-- Listed entries start --
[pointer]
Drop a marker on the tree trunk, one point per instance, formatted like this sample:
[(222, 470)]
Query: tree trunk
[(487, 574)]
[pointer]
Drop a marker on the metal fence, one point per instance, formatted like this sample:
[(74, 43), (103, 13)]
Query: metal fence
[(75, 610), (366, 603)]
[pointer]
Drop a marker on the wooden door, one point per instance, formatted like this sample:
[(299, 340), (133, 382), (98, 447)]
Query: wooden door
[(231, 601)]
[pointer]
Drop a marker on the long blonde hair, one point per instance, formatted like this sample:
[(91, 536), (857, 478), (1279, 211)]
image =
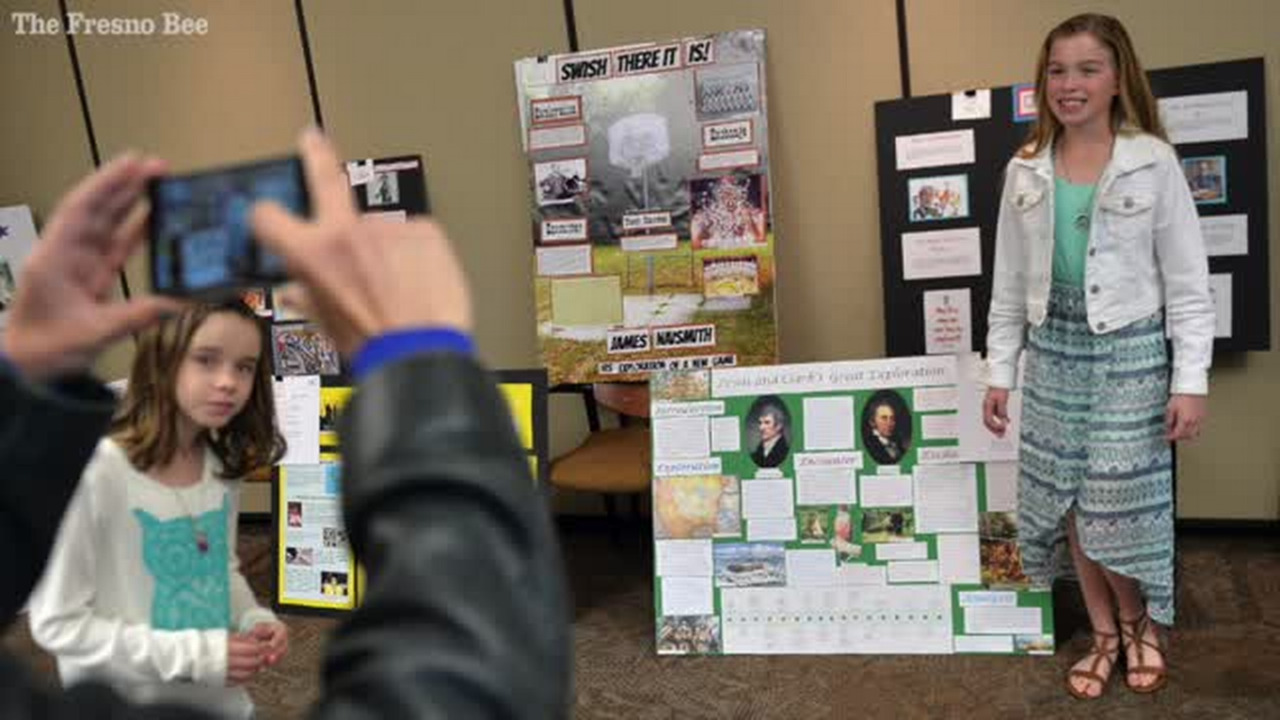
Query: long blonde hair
[(146, 423), (1134, 105)]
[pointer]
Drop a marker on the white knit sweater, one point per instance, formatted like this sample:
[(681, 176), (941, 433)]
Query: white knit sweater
[(129, 597)]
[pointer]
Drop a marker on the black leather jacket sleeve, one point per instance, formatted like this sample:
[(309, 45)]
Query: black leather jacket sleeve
[(466, 614), (48, 433)]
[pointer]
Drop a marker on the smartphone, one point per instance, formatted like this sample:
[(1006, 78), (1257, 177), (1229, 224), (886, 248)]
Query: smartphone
[(201, 241)]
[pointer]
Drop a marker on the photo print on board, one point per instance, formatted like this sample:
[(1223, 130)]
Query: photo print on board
[(560, 182)]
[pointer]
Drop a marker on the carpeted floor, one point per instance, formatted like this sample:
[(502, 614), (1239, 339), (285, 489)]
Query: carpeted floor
[(1225, 652)]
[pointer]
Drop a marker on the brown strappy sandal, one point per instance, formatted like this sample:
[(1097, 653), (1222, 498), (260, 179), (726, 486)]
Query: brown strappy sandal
[(1098, 652), (1133, 633)]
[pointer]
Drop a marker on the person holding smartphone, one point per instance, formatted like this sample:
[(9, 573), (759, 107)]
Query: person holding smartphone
[(430, 638)]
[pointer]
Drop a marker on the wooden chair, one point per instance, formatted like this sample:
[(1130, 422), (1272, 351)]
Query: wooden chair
[(611, 460)]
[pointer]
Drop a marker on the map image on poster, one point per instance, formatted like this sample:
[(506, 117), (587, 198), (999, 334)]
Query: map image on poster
[(650, 206)]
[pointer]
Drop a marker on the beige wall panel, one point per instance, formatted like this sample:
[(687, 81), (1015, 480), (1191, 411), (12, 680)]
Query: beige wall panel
[(828, 63), (237, 92), (44, 140), (1233, 472), (438, 80)]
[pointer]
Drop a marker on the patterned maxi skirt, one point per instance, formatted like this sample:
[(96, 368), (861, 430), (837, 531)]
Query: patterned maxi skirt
[(1092, 443)]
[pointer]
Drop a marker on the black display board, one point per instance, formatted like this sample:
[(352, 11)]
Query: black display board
[(995, 141)]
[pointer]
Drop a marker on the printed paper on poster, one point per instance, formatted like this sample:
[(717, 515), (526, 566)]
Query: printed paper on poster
[(941, 254), (17, 240), (828, 423), (1220, 290), (557, 136), (556, 110), (568, 229)]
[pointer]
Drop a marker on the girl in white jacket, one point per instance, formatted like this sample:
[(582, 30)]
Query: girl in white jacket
[(144, 588), (1098, 246)]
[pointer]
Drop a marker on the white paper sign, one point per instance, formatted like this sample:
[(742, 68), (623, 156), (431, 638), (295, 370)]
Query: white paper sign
[(767, 499), (913, 572), (1220, 288), (17, 240), (885, 491), (568, 260), (940, 427), (1225, 235), (946, 499), (935, 149), (725, 436), (810, 568), (941, 254), (984, 620), (688, 596), (1001, 487), (828, 423), (947, 322), (959, 559), (978, 443), (901, 551), (970, 105), (689, 559), (297, 413), (681, 438), (1212, 117), (771, 529), (826, 486)]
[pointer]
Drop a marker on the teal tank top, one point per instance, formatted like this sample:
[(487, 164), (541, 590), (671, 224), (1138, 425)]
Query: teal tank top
[(1073, 209)]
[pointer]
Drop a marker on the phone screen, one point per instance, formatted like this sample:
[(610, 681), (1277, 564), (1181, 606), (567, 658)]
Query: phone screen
[(201, 237)]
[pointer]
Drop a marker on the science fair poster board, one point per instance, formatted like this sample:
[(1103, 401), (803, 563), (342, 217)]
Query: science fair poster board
[(823, 509), (941, 160), (652, 213), (316, 572)]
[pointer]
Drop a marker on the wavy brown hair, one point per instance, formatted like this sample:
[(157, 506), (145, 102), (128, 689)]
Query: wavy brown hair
[(146, 423), (1134, 106)]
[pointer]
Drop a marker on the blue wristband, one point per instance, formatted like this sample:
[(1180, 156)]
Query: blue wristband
[(398, 343)]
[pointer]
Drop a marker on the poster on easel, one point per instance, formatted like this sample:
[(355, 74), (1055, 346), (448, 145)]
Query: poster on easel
[(826, 509), (316, 572), (652, 212)]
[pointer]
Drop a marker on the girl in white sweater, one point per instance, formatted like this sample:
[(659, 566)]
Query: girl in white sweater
[(144, 588)]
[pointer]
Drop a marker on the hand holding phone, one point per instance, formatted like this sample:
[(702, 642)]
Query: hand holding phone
[(201, 241)]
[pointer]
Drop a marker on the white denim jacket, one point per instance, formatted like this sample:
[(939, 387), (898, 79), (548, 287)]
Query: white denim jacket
[(1144, 251)]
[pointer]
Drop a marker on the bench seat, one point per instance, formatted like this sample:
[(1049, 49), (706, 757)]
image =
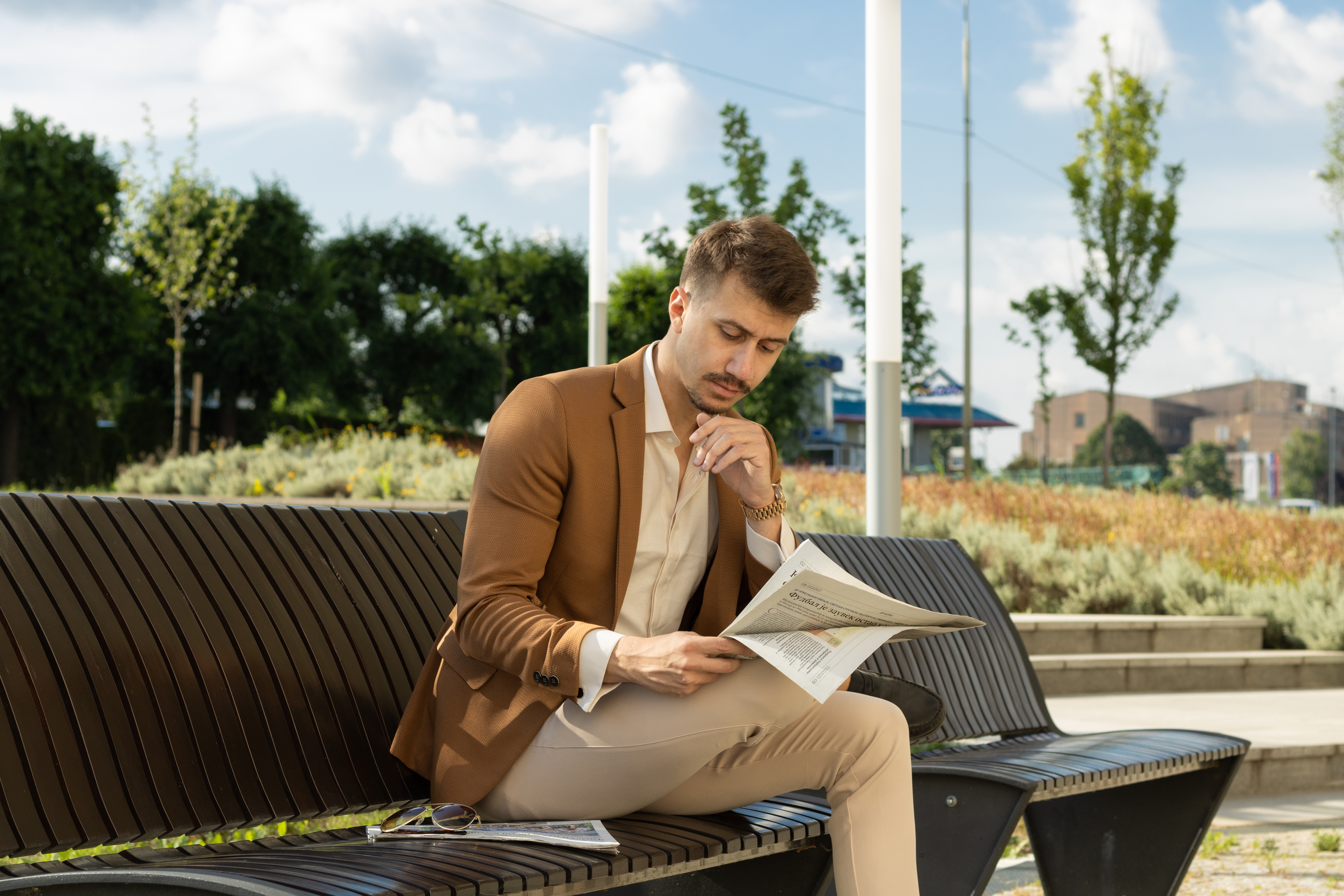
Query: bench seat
[(345, 863), (172, 668), (1050, 765)]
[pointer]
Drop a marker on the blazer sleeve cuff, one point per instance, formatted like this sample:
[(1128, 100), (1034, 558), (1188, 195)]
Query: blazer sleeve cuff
[(594, 653)]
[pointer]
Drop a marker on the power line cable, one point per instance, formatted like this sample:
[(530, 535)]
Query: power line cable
-- Listed entries end --
** Exercise objective **
Rewrite every line of the listing above as a numbered list, skipping blank lines and omitting the pictures.

** Written answer **
1. [pointer]
2. Drop a marker on the tree trunk, one point per instance, formatted like this sample:
3. [(222, 470)]
4. Query: tree trunk
5. [(487, 574)]
6. [pointer]
7. Drop a marker on the metal fence, one point per instance, formatted like this sample:
8. [(74, 43), (103, 13)]
9. Query: metal fence
10. [(75, 610), (366, 603)]
11. [pointer]
12. Drop a marker on the wooden door, one point per instance, formatted like this sample:
13. [(299, 340), (133, 382), (98, 447)]
14. Query: wooden door
15. [(231, 601)]
16. [pointer]
17. Drop a marker on the long blonde hair, one point per instance, formatted like this sample:
18. [(91, 536), (857, 478), (1279, 211)]
19. image =
20. Query: long blonde hair
21. [(146, 423), (1134, 105)]
22. [pointer]
23. Drop a marker on the white knit sweater, one point per instance, formatted like this sample:
24. [(681, 176), (941, 433)]
25. Query: white knit sweater
26. [(129, 597)]
27. [pointer]
28. Drop a marker on the black leather jacket sleeve, one point per instance, formatted like this sample:
29. [(309, 45)]
30. Query: black leather jacket sleeve
31. [(466, 614), (48, 433)]
32. [pointer]
33. Drop a marker on the smartphone, one point per instance, formatted like this sample:
34. [(1006, 78), (1257, 177), (1229, 224), (886, 248)]
35. Query: smartphone
36. [(201, 241)]
37. [pointer]
38. Drop a marker on the photo print on board, one point per instance, formatted like this sample:
39. [(1223, 130)]
40. Query: photo print on board
41. [(560, 182)]
42. [pointer]
43. Drop a marker on the carpeted floor, one point per instance, formatted like this sample:
44. [(502, 614), (1239, 339), (285, 489)]
45. Query: carpeted floor
46. [(1225, 652)]
47. [pointer]
48. Drop a marker on the brown strappy sandal, one point per instance, formatted like this sample:
49. [(1097, 653), (1222, 498), (260, 179), (726, 486)]
50. Query: brown strappy sandal
51. [(1098, 652), (1133, 633)]
52. [pointer]
53. Drop a marker on the person holding smartphone, one point per instance, formatted like this sample:
54. [(9, 573), (759, 107)]
55. Query: person holding smartphone
56. [(430, 638)]
57. [pointer]
58. Drop a marker on the wooden chair, one point per instance, formatted like this sample:
59. [(1130, 422), (1272, 351)]
60. Query: wooden chair
61. [(611, 460)]
62. [pointer]
63. Drop a marker on the map image on poster, one point per instance, formatted like this sample:
64. [(506, 117), (587, 198), (999, 334)]
65. Query: map image on poster
66. [(650, 206)]
67. [pointer]
68. Drop a marker on the beige wall panel, one point per instance, formatted like this sample:
69. [(687, 81), (1015, 480), (1191, 411), (12, 680)]
70. Query: beige wall panel
71. [(828, 63), (237, 92), (44, 140), (1233, 472), (438, 80)]
72. [pointer]
73. Drop a marker on the patterned maxi skirt, one point per instance, formatted like this sample:
74. [(96, 368), (861, 430), (837, 531)]
75. Query: patterned maxi skirt
76. [(1092, 443)]
77. [pointer]
78. Drop a marker on the black display board, one point per instance, formatted like this sample:
79. [(352, 11)]
80. Query: black display board
81. [(995, 141)]
82. [pointer]
83. Drop a marker on the printed paper on poster, one point per instance, formatted like this sample:
84. [(717, 515), (526, 566)]
85. Query: printed paper on poster
86. [(941, 254), (17, 240), (828, 423), (1220, 290), (557, 136), (556, 110), (568, 229)]
87. [pointer]
88. Drop a marker on the girl in white jacket, one point per instance, formatted like this sample:
89. [(582, 30)]
90. Query: girl in white jacket
91. [(144, 588), (1098, 246)]
92. [pointer]
93. Drop a marker on the white paper sign, one point per instance, formatted like this sample:
94. [(742, 68), (623, 156), (431, 638), (295, 370)]
95. Query: white paper sign
96. [(767, 499), (913, 572), (1220, 288), (17, 240), (885, 491), (568, 260), (940, 427), (1225, 235), (946, 499), (935, 149), (725, 436), (810, 568), (941, 254), (984, 620), (688, 596), (1001, 487), (828, 423), (947, 322), (959, 559), (978, 443), (901, 551), (970, 105), (689, 559), (297, 413), (681, 438), (1212, 117), (771, 529), (826, 486)]
97. [pointer]
98. Drop a marker on the teal tank top, one point per instance, formatted like this sample:
99. [(487, 164), (541, 590), (671, 224), (1138, 425)]
100. Query: teal tank top
101. [(1073, 209)]
102. [pointer]
103. Drop a marker on the phone screen, one point per instance, formatted like this sample:
104. [(610, 681), (1277, 564), (1181, 606), (567, 658)]
105. Query: phone screen
106. [(201, 237)]
107. [pointer]
108. Drop a marker on the science fair poster board, one point per instance, formatted like this sample:
109. [(1103, 401), (803, 563), (342, 217)]
110. Query: science fair poster board
111. [(823, 509), (941, 160), (652, 213), (316, 572)]
112. [pointer]
113. Drop a marker on the wavy brown hair, one point per instance, formatted like this sample:
114. [(157, 506), (145, 102), (128, 689)]
115. Query: wavy brown hair
116. [(146, 423), (1134, 106)]
117. [pointer]
118. Drop a marker on the blue wristband, one point per instance, formatted like this sample:
119. [(1180, 156)]
120. Query: blue wristband
121. [(398, 343)]
122. [pointer]
123. Drop a marker on the poster on easel, one point per instance, formatted like this sample:
124. [(355, 74), (1055, 346), (448, 145)]
125. Query: poster on easel
126. [(826, 509), (316, 572), (652, 212)]
127. [pointer]
128. Drop a marker on the girl in white sweater, one point per instance, formatted like this sample:
129. [(659, 566)]
130. Query: girl in white sweater
131. [(144, 588)]
132. [pointer]
133. Drop a marker on the hand holding phone, one point per instance, formatted like this sample:
134. [(702, 642)]
135. Query: hand holding phone
136. [(201, 241)]
137. [pointer]
138. Drop a marker on the white denim jacket, one point per instance, formatted like this sample:
139. [(939, 387), (898, 79), (548, 287)]
140. Query: white denim jacket
141. [(1144, 251)]
142. [pointer]
143. Drop a marker on the bench seat, one point per instance, formatted like this sample:
144. [(1049, 49), (706, 757)]
145. image =
146. Query: bench seat
147. [(345, 863), (172, 668), (1050, 765)]
148. [pointer]
149. Drop a marker on the blazer sleeve cuff, one point per instance, formatted like this sample:
150. [(1128, 100), (1034, 558), (1188, 195)]
151. Query: blazer sleeve cuff
152. [(594, 653)]
153. [pointer]
154. Drop a marker on the power line cable, one point per instance, formatted like this sample:
155. [(530, 535)]
156. Query: power line cable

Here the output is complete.